→ Assignment:
Using the records below, copy every line that holds the string "stadium".

→ Given data:
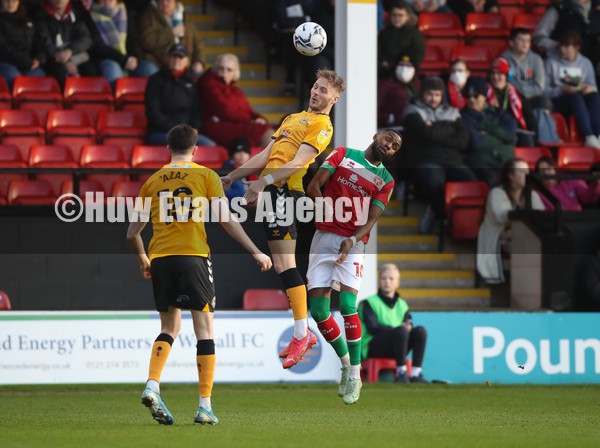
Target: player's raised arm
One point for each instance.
...
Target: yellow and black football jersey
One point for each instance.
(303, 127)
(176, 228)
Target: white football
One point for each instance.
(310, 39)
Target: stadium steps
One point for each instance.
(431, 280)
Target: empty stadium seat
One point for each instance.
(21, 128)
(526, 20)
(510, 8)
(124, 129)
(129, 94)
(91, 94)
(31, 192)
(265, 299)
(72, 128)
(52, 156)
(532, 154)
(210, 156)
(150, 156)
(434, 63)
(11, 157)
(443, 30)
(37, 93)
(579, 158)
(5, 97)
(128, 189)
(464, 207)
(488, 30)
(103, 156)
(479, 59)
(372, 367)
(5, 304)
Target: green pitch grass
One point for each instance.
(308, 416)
...
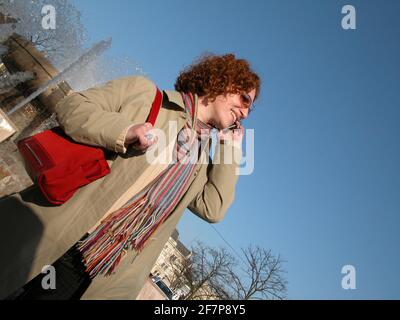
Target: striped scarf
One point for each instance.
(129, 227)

→ Worked solution:
Target: stadium steps
Target: empty stadium seat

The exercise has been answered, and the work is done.